- **Assignment**: Go through the data and copy each line where the string "query" appears.

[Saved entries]

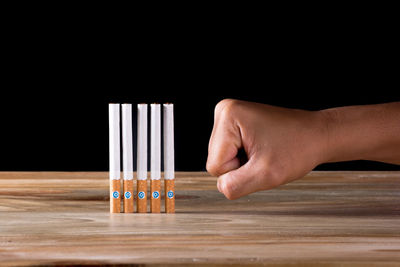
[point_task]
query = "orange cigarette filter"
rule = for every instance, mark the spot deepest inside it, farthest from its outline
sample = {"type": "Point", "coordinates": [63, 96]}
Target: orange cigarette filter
{"type": "Point", "coordinates": [128, 196]}
{"type": "Point", "coordinates": [155, 204]}
{"type": "Point", "coordinates": [141, 196]}
{"type": "Point", "coordinates": [170, 196]}
{"type": "Point", "coordinates": [115, 196]}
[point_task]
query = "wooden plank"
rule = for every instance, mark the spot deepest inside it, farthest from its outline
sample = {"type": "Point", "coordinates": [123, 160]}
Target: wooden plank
{"type": "Point", "coordinates": [326, 218]}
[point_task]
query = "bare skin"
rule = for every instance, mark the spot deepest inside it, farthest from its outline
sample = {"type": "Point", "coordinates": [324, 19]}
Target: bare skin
{"type": "Point", "coordinates": [282, 145]}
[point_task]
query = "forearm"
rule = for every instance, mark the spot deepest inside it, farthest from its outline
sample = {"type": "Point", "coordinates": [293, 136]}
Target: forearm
{"type": "Point", "coordinates": [370, 132]}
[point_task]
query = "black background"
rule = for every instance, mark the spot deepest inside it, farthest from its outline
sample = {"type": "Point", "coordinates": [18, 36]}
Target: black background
{"type": "Point", "coordinates": [58, 75]}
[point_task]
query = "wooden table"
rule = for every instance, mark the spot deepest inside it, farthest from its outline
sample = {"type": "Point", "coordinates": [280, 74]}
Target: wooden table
{"type": "Point", "coordinates": [329, 218]}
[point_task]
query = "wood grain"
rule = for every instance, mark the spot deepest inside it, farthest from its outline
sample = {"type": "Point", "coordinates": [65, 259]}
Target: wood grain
{"type": "Point", "coordinates": [326, 218]}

- **Result for this exercise**:
query = "orange cigarette filter"
query = "wooden plank"
query = "bare skin"
query = "forearm"
query = "black background"
query = "wooden table"
query = "wood grain"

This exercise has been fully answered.